■ Dataset excerpts:
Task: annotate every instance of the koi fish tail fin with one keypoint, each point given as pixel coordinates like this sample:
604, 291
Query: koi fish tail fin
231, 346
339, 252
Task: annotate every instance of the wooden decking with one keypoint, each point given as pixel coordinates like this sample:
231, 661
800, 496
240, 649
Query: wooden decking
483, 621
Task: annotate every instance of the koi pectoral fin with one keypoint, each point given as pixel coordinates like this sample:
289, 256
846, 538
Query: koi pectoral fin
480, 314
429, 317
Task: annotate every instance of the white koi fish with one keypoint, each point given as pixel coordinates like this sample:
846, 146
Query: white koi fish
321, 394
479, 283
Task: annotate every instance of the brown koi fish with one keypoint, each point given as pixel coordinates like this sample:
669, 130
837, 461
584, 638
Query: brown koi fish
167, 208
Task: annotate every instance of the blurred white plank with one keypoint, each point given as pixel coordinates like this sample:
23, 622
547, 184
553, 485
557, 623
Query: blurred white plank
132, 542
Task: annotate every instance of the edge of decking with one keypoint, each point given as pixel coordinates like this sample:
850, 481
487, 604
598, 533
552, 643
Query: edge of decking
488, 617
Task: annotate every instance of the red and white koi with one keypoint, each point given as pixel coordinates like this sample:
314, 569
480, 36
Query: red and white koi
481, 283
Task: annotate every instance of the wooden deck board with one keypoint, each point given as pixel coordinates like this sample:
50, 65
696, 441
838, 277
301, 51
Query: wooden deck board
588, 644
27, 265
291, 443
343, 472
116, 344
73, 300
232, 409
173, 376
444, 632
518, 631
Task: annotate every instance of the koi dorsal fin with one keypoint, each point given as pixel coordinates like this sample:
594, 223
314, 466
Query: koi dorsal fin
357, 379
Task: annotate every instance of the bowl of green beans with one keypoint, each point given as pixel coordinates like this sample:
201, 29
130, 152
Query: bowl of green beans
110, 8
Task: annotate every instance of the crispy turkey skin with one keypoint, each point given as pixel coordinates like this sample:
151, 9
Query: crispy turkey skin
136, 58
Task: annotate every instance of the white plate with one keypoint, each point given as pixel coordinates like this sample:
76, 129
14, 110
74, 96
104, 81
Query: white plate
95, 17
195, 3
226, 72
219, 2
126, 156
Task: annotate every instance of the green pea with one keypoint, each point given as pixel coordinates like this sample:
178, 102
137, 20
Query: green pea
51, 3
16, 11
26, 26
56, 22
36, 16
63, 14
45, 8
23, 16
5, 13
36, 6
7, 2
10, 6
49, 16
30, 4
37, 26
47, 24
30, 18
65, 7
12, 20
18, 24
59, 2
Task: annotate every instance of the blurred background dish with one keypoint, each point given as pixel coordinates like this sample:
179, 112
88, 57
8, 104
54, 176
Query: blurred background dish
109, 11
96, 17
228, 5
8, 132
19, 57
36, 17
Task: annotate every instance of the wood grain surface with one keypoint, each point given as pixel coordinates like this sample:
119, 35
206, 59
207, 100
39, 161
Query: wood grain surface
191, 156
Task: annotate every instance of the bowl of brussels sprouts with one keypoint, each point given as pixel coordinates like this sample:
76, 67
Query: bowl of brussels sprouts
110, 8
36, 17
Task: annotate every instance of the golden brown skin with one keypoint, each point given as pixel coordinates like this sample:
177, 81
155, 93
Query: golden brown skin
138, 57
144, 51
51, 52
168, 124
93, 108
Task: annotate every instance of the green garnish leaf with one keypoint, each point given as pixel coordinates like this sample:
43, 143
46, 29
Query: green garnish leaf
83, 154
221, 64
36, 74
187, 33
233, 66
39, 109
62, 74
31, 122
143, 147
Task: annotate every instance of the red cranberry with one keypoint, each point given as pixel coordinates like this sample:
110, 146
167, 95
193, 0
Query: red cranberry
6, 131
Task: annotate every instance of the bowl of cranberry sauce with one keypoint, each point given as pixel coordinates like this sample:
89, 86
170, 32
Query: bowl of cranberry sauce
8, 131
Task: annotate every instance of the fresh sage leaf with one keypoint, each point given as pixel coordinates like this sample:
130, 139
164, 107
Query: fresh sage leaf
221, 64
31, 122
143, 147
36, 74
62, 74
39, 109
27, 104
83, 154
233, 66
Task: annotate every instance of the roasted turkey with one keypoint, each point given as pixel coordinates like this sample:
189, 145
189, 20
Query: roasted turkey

■ Instruction:
The lines to quote run from the one containing "Task: annotate every instance of the golden" through the final line of the material above; please give them exactly, both ends included, and nothing else.

■ Finished task:
Task: annotate every instance of the golden brown skin with one keypoint, each point given as pixel coordinates like this sample:
177, 81
155, 93
Query: golden brown skin
138, 57
144, 51
51, 52
168, 124
93, 108
Task: annotate every instance of the green garnish leaf with one keypoint, each point given as pixel coordinates like this sample:
43, 143
46, 29
Query: green garnish leaf
83, 154
221, 64
36, 74
187, 33
233, 66
39, 109
62, 74
31, 122
143, 147
Task: annotate every instance of the red cranberry with one keypoint, each point given as pixel coordinates like this sample:
110, 146
167, 95
193, 0
Query: red cranberry
6, 131
Task: annotate every instance of the bowl of cranberry sauce with one keypoint, each point given as pixel coordinates like this sample:
89, 86
170, 32
Query: bowl of cranberry sauce
8, 131
Task: annotate every instance of the fresh sage leaf with one keypoint, each point given as pixel coordinates like this sample:
130, 139
164, 107
Query: fresh sage leaf
221, 64
31, 122
143, 147
36, 74
62, 74
39, 109
27, 104
83, 154
233, 66
Task: annotate every instance of the roasted turkey with one keypoint, each point given as pixel coordinates like this sample:
189, 145
189, 20
Query: roasted turkey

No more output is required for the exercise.